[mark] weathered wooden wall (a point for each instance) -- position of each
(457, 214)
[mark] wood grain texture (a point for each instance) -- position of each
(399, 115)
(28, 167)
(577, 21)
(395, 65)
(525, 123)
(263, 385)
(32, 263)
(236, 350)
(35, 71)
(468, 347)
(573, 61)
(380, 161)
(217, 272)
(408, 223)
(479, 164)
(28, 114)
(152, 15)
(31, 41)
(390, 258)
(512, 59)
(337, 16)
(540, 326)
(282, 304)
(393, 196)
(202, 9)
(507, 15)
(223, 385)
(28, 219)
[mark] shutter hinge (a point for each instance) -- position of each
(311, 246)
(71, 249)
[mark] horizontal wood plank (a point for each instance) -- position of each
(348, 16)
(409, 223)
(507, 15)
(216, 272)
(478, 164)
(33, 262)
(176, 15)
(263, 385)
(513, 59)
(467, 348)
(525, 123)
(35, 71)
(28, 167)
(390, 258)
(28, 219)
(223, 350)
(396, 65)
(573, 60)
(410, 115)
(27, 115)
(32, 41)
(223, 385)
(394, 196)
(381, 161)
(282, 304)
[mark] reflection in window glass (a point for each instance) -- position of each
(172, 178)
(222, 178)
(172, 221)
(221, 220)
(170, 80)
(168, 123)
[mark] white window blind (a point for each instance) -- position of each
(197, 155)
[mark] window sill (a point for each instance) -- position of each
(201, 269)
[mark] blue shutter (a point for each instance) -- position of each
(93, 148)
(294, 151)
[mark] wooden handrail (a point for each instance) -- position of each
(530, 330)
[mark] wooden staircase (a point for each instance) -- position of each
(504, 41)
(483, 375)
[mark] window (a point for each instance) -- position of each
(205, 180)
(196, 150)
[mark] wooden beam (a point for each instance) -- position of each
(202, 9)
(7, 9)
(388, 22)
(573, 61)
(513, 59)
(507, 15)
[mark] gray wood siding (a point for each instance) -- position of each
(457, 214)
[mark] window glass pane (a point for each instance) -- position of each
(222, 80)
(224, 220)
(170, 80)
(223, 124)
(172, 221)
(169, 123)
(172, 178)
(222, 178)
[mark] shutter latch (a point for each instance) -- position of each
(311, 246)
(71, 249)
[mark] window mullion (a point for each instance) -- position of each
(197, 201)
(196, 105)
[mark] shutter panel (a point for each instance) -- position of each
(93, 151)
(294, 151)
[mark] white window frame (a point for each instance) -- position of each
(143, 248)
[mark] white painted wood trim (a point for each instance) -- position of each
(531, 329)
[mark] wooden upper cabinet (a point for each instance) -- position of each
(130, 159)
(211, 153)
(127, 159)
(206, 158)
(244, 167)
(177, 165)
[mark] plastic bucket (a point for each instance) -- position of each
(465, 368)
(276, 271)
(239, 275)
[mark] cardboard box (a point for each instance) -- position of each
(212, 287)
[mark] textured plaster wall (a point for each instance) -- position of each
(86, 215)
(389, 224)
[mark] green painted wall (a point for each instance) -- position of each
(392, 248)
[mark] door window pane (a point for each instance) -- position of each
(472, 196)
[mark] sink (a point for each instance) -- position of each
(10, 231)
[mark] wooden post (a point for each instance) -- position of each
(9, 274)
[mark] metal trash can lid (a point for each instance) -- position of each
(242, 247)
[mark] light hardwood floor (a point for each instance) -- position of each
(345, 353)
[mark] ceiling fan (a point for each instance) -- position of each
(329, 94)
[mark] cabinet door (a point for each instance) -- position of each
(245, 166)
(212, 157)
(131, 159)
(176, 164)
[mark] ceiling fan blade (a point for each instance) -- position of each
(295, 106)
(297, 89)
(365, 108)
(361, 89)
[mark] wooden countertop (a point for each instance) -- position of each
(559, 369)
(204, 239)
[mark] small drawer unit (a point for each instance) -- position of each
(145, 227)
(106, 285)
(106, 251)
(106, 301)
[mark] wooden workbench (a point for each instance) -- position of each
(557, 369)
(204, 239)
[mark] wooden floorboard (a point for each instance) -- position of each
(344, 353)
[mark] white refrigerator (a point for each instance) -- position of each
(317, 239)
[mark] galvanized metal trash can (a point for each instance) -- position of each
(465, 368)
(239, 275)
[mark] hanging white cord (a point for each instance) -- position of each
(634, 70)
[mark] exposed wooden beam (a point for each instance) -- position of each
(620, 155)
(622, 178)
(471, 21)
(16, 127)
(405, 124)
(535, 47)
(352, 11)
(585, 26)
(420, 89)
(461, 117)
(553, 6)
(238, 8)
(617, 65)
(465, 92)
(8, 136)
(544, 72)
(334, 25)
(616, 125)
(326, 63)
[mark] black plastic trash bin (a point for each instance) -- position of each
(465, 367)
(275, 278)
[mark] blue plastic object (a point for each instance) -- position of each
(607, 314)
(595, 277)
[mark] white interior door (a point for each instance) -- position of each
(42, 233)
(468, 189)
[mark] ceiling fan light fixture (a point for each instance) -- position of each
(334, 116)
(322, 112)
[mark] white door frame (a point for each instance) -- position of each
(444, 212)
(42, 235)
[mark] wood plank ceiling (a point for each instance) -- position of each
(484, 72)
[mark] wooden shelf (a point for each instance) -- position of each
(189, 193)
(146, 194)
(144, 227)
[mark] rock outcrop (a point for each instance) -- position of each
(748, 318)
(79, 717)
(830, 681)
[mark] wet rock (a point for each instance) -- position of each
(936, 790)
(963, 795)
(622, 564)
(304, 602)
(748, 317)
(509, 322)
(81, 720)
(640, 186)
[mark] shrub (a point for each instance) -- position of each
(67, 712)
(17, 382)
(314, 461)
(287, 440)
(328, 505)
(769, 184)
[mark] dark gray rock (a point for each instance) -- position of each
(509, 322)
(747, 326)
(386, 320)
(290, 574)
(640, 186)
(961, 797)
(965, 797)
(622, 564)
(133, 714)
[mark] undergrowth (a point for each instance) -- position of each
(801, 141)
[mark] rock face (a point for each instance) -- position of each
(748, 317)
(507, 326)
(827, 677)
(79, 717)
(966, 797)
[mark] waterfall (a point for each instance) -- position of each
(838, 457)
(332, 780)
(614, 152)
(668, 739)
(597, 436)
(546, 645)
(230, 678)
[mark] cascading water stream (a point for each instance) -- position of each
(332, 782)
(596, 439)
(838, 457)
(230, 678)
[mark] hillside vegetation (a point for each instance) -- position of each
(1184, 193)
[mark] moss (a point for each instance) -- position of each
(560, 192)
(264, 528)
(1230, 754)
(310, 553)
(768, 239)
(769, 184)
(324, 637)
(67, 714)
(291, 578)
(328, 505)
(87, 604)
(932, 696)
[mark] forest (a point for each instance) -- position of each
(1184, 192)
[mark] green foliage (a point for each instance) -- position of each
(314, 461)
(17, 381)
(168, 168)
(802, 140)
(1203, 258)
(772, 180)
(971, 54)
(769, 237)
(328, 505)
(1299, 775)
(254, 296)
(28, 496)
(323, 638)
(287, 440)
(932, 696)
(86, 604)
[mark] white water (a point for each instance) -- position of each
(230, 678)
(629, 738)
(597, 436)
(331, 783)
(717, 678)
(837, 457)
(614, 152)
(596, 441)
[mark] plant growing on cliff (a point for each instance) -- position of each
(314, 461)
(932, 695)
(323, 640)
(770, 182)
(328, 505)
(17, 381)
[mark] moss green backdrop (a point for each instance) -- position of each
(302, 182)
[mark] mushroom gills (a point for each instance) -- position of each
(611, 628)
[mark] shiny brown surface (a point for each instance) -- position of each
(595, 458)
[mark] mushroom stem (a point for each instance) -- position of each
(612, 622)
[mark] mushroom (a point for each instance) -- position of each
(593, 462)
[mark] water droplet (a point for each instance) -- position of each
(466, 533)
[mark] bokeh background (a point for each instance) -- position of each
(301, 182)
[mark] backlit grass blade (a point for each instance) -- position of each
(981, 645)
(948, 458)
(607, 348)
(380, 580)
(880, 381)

··········

Could you transcribe the whole listing exactly?

#### Worked solution:
[mark] weathered wooden wall (a point for each instance) -- position of each
(457, 214)
[mark] wood grain texture (a point for each instance) -- position of each
(399, 115)
(28, 167)
(577, 21)
(395, 65)
(525, 123)
(263, 385)
(32, 263)
(236, 350)
(35, 71)
(468, 347)
(573, 61)
(380, 161)
(217, 272)
(408, 223)
(479, 164)
(28, 114)
(152, 15)
(31, 41)
(390, 258)
(512, 59)
(337, 16)
(540, 326)
(282, 304)
(393, 196)
(202, 9)
(507, 15)
(223, 385)
(28, 219)
[mark] shutter hinge (a point for each instance) -- position of each
(311, 246)
(71, 249)
[mark] horizontal wood plank (a point for each instance) -- position of each
(348, 16)
(409, 223)
(507, 15)
(216, 272)
(478, 164)
(33, 262)
(176, 15)
(263, 385)
(513, 59)
(467, 348)
(525, 123)
(35, 71)
(28, 167)
(390, 258)
(28, 219)
(223, 350)
(396, 65)
(573, 60)
(410, 115)
(27, 115)
(32, 41)
(223, 385)
(394, 196)
(381, 161)
(282, 304)
[mark] reflection in window glass (a point for each instance) -- position of each
(172, 178)
(222, 178)
(172, 221)
(221, 220)
(170, 80)
(168, 123)
[mark] white window blind (a point for each instance) -- position of each
(197, 155)
[mark] window sill (a point for each instance) -- position of each
(201, 269)
[mark] blue shutter (a point for each instance) -- position of each
(93, 148)
(294, 151)
[mark] wooden handrail (a point for each instance) -- position of each
(530, 330)
[mark] wooden staircase (a point for each instance) -- position of each
(504, 41)
(483, 375)
[mark] window (a point for each instance) -- position of each
(205, 180)
(196, 150)
[mark] wooden beam (a point for each instance) -- position of each
(202, 9)
(7, 9)
(388, 22)
(573, 61)
(513, 59)
(507, 15)
[mark] gray wood siding (a point for each instance) -- position of each
(457, 214)
[mark] window glass pane (a point for each instance) -- position of each
(222, 80)
(224, 220)
(170, 80)
(223, 124)
(172, 221)
(169, 123)
(172, 178)
(222, 178)
[mark] shutter latch (a point for each instance) -- position of each
(311, 246)
(71, 249)
[mark] window mullion (a point for each instance) -- position of each
(197, 201)
(196, 105)
[mark] shutter panel (a point for each instance) -- position of each
(93, 151)
(294, 151)
[mark] white window frame (a point for each instance) -- position of each
(143, 248)
[mark] white painted wood trim (a point for each instance) -- position of each
(531, 329)
[mark] wooden upper cabinet (a point for each instance) -- position of each
(130, 159)
(211, 153)
(127, 159)
(206, 158)
(244, 167)
(177, 165)
[mark] plastic bucket (a point for each instance) -- position of each
(465, 368)
(276, 271)
(239, 275)
[mark] cardboard box (a point for each instance) -- position of each
(212, 287)
[mark] textured plaster wall (a point for each instance) -- position of each
(86, 215)
(389, 224)
[mark] green painted wall (a point for each instance) -- position of each
(392, 248)
[mark] door window pane (a point for each instance) -- position of each
(472, 196)
[mark] sink (a point for each instance) -- position of each
(10, 231)
[mark] wooden post (a point for each instance) -- position of each
(9, 274)
[mark] metal trash can lid (a point for each instance) -- position of each
(242, 247)
[mark] light hardwood floor (a point for each instance) -- position of each
(345, 353)
[mark] ceiling fan (a point for each instance) -- position of each
(329, 94)
[mark] cabinet door (a point for each instance) -- position of each
(245, 166)
(212, 157)
(131, 159)
(176, 164)
[mark] ceiling fan blade (a point for each instance) -- position of each
(295, 106)
(297, 89)
(365, 108)
(361, 89)
[mark] wooden countertop (a point for each instance) -- position of each
(559, 369)
(204, 239)
[mark] small drawer unit (a point for each instance) -- position of each
(145, 227)
(106, 285)
(106, 251)
(106, 301)
[mark] wooden workbench (a point for each instance) -- position of each
(557, 369)
(204, 239)
[mark] wooden floorboard (a point for each instance) -- position of each
(344, 353)
[mark] white refrigerator (a point for each instance) -- position of each
(317, 239)
[mark] galvanized metal trash can (a point for each instance) -- position of each
(465, 368)
(239, 275)
[mark] hanging white cord (a point for each instance) -- position of each
(634, 70)
[mark] exposed wooden beam (a point for each instance) -- position of each
(620, 155)
(622, 178)
(471, 21)
(16, 127)
(405, 124)
(535, 47)
(352, 11)
(585, 26)
(420, 89)
(461, 117)
(553, 6)
(238, 8)
(617, 65)
(465, 92)
(8, 136)
(544, 72)
(334, 25)
(616, 125)
(326, 63)
[mark] black plastic trash bin (a point for each instance) -- position of each
(465, 367)
(275, 278)
[mark] blue plastic object (a point for each instance) -- position of each
(607, 314)
(595, 277)
[mark] white interior door (a point for each instance) -- position of each
(42, 233)
(468, 189)
[mark] ceiling fan light fixture (a point for each instance) -- position of each
(334, 116)
(322, 112)
[mark] white door frame (a point for each instance) -- position of each
(444, 212)
(42, 235)
[mark] wood plank ceiling (a point for each instance) -- position of each
(484, 72)
[mark] wooden shelf (a point for each instance) -- position of each
(189, 193)
(146, 194)
(144, 227)
[mark] rock outcrop (a point for each instance) -- position of each
(748, 318)
(79, 717)
(830, 681)
[mark] wet rock (a point for each instance) -- position of each
(936, 790)
(963, 795)
(622, 564)
(304, 602)
(748, 317)
(509, 322)
(81, 720)
(640, 186)
[mark] shrub (a point for each instance) -- position of each
(67, 712)
(17, 382)
(314, 461)
(287, 440)
(328, 505)
(769, 184)
[mark] dark gray rock (a point for each instance) -- position of each
(509, 322)
(747, 326)
(386, 320)
(290, 574)
(640, 186)
(961, 797)
(965, 797)
(622, 564)
(133, 714)
[mark] undergrowth (a point for each instance) -- position of each
(801, 141)
[mark] rock face (a point for each instance) -- position of each
(748, 317)
(507, 326)
(827, 677)
(79, 717)
(966, 797)
[mark] waterfall (a point for each instance) -- position of each
(838, 457)
(332, 780)
(614, 152)
(668, 739)
(597, 436)
(546, 645)
(230, 678)
[mark] cascading water stream (a point for each instance) -- position of each
(332, 782)
(596, 439)
(838, 457)
(230, 678)
[mark] hillside vegetation (a point for each instance) -- position of each
(1184, 193)
[mark] moss (a point for each instance) -- position of each
(560, 192)
(264, 528)
(1230, 754)
(310, 553)
(768, 239)
(769, 184)
(324, 637)
(67, 714)
(291, 578)
(328, 505)
(87, 604)
(932, 696)
[mark] forest (a point for each instance) -- position of each
(1184, 192)
[mark] green foliage (a point for each instance) -- position of each
(314, 461)
(17, 381)
(168, 168)
(802, 140)
(1203, 258)
(772, 180)
(971, 54)
(769, 237)
(328, 505)
(1299, 775)
(254, 296)
(28, 496)
(323, 638)
(287, 440)
(932, 696)
(86, 604)
[mark] white water (a point for each instance) -- position of each
(230, 678)
(629, 738)
(597, 436)
(331, 783)
(717, 678)
(837, 457)
(614, 152)
(596, 441)
[mark] plant growing on cliff (a point for each instance) -- position of each
(314, 461)
(932, 695)
(323, 640)
(770, 182)
(328, 505)
(17, 381)
[mark] moss green backdrop (a point for each instance) -- position of each
(302, 182)
[mark] mushroom gills (a point for each instance) -- position of each
(611, 628)
[mark] shiny brown surface (a point for each instance) -- position of each
(595, 458)
[mark] mushroom stem (a point for each instance) -- position of each
(612, 622)
[mark] mushroom (a point for each instance) -- position of each
(593, 462)
[mark] water droplet (a point for each instance) -- position of each
(466, 533)
[mark] bokeh background (a point for each instance) -- position of each
(301, 182)
[mark] backlit grass blade (a point for each instance) -- position of each
(981, 645)
(948, 458)
(607, 348)
(380, 580)
(880, 381)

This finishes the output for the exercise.